____ SOURCE EXCERPT

The jist of what I am reading in many of these posts and linked articles is that colleges that are not in the top tier had better accept the fact that they are mediocre and not dare to try and improve. The elite colleges, and their alumni, will not tolerate any newcomers and will do anything and everything to denigrate them if they try to rise. The 1% of higher education has no room for poseurs.
Also that Boston Magazine article has to be the most linked article here on CC.
@Dustyfeathers Did you mistype or am I missing something? When did Harvard become test optional?
^I was going to ask same thing. It’s not on any test optional list.
Those were very interesting articles, this is my first year in college search mode for my children so I had no idea the rankings were so often manipulated. The expense to families in this test competition can’t be understated, I’ve spent probably $1,000 on test prep for my daughter between tutors and online prep programs for sat and act, as I’m sure most parents of fairly competitive students are doing. I live in a state where the college climate is so competitive, even getting in to a second tier mid level state school requires pretty impressive stats. Here in California budget cuts have hit hard, so universities have been making up that shortfall by recruiting out of state and international students at full pay and admitting them on lesser criteria than in state applicants further compounding the problems.
@TomSrOfBoston writes ‘The elite colleges, and their alumni, will not tolerate any newcomers and will do anything and everything to denigrate the new ratings, if they try to rise.’ Agreed. And for all the anticipation about the recent ratings, the ranking for nearly every college barely budged. Nor will it next year, or the next. You can go back 30 years or so and see a few have fallen, like UCal and Reed (though neither is a ‘worse’ school today), but the list is remarkable consistent over time.

________

PROBLEM 1
In the college rankings discussion, about how much does one poster say they spent on test prep for their daughter?
The discussion and the records have nothing to do with each other.

____ THE DATA

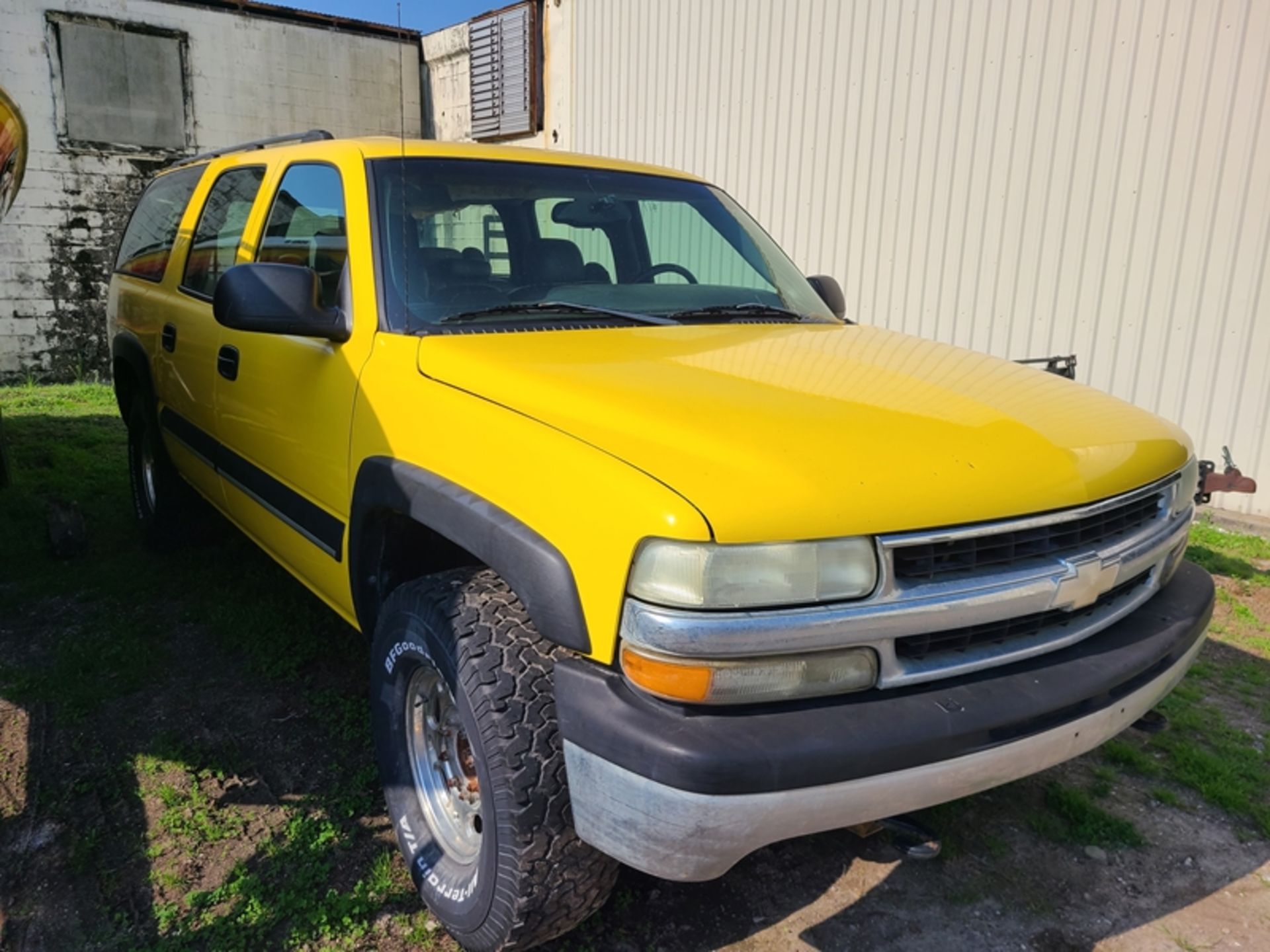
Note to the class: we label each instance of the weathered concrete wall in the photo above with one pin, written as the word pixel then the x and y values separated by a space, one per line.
pixel 248 78
pixel 446 84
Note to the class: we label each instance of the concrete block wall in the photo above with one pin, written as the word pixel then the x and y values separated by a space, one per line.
pixel 248 77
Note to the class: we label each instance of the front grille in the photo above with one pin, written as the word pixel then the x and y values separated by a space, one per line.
pixel 1015 630
pixel 930 560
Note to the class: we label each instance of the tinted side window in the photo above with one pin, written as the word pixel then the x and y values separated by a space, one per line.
pixel 151 230
pixel 306 226
pixel 220 229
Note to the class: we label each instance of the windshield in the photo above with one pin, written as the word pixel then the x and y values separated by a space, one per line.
pixel 470 240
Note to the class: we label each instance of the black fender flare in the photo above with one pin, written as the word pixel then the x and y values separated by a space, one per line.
pixel 535 569
pixel 127 348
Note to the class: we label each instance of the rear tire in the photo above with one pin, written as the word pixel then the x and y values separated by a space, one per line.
pixel 456 658
pixel 159 495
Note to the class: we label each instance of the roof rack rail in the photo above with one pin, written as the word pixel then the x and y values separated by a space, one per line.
pixel 310 136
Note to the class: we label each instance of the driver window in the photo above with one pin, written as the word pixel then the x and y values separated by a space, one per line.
pixel 677 234
pixel 306 226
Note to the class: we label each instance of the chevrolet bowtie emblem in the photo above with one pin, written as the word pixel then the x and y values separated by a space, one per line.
pixel 1087 579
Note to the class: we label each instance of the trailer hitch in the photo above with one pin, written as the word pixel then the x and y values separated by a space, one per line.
pixel 904 836
pixel 1230 480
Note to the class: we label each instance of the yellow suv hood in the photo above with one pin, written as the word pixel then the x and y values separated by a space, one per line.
pixel 779 432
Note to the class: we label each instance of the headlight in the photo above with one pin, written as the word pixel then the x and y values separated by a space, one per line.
pixel 1188 485
pixel 710 575
pixel 749 681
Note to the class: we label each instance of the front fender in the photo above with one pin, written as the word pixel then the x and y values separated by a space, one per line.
pixel 534 568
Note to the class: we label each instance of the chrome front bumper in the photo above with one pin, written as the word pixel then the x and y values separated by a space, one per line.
pixel 902 607
pixel 681 834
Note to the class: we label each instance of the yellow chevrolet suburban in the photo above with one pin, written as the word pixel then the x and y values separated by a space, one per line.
pixel 661 559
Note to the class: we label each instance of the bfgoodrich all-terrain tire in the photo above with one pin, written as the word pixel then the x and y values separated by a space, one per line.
pixel 473 763
pixel 159 495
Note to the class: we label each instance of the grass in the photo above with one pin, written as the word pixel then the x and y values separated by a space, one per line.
pixel 306 870
pixel 1072 816
pixel 308 867
pixel 1226 763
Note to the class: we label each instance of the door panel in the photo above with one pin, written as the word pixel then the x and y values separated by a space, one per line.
pixel 190 337
pixel 285 419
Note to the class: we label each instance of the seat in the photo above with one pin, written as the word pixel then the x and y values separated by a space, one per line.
pixel 556 262
pixel 596 273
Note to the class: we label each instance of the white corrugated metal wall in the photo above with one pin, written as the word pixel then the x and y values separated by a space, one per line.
pixel 1021 177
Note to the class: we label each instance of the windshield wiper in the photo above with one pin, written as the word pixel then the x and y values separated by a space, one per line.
pixel 558 307
pixel 746 310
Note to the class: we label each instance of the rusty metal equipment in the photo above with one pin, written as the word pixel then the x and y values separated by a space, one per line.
pixel 1230 480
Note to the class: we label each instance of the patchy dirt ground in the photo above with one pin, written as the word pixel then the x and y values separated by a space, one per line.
pixel 185 763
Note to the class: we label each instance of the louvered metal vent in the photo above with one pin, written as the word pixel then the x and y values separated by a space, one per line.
pixel 505 73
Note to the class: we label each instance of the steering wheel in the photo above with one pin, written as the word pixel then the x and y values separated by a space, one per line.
pixel 666 268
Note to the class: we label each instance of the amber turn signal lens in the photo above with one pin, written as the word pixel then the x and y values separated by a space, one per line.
pixel 749 680
pixel 668 680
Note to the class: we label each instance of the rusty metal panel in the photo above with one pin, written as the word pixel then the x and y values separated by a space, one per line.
pixel 1020 177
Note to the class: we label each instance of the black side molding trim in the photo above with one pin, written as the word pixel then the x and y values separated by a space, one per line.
pixel 535 569
pixel 310 521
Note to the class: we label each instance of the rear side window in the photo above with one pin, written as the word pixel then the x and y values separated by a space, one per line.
pixel 306 226
pixel 151 230
pixel 220 229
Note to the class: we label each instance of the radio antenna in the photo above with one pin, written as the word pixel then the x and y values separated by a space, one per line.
pixel 405 264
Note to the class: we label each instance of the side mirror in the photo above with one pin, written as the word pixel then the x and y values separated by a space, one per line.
pixel 831 294
pixel 277 299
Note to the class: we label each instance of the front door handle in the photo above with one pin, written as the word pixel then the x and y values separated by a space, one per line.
pixel 226 362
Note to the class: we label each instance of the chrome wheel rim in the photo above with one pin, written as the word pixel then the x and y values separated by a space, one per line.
pixel 444 766
pixel 148 471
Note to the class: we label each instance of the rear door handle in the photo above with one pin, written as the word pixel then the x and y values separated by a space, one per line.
pixel 226 362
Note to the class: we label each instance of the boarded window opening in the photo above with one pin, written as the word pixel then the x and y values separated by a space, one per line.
pixel 506 75
pixel 122 85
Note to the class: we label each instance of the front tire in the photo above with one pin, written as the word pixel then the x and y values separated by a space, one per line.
pixel 473 763
pixel 159 496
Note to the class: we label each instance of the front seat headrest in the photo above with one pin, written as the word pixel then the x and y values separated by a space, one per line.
pixel 559 262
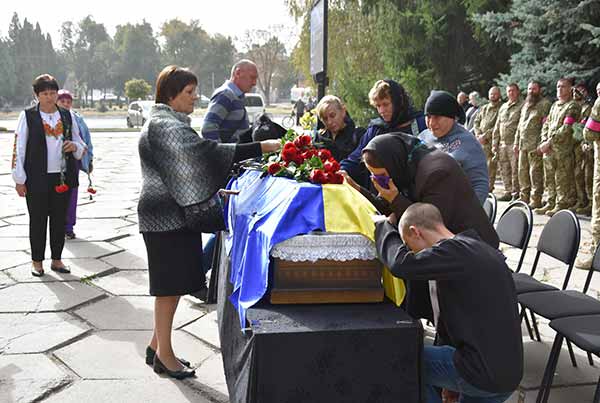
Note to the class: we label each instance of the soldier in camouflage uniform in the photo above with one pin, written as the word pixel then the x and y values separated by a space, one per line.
pixel 485 120
pixel 557 147
pixel 503 139
pixel 584 155
pixel 591 133
pixel 527 138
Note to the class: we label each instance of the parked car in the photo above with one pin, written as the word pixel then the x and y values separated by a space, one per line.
pixel 138 113
pixel 255 105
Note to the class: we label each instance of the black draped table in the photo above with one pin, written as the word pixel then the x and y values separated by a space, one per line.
pixel 330 353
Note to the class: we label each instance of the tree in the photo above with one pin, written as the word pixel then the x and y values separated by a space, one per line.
pixel 549 38
pixel 137 89
pixel 266 50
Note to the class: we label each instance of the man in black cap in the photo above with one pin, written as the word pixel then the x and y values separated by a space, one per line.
pixel 445 130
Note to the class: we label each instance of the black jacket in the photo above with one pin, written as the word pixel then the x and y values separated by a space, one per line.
pixel 477 299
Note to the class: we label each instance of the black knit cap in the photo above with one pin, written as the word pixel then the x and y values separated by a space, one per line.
pixel 442 103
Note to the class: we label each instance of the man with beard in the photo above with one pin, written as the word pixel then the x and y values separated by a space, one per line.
pixel 485 120
pixel 503 139
pixel 527 138
pixel 584 154
pixel 557 147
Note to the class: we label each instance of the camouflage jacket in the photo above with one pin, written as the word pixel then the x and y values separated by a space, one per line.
pixel 485 120
pixel 592 125
pixel 506 124
pixel 529 129
pixel 558 128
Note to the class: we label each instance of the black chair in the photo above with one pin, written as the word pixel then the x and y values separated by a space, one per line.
pixel 514 228
pixel 559 239
pixel 490 206
pixel 583 331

________

PROBLEM 2
In the records, give the lines from the one with "Note to the class: we label each instance of the radio" to the one with "pixel 405 264" again, changing "radio antenna" to "roof antenna" and keeping everything else the same.

PROBLEM SOLUTION 1
Probably $1,000.

PROBLEM SOLUTION 2
Note to the class: we label each instance of the roof antenna in the photo above with one pin, written as the word pixel then the x and y values separated by a space, one per line.
pixel 405 264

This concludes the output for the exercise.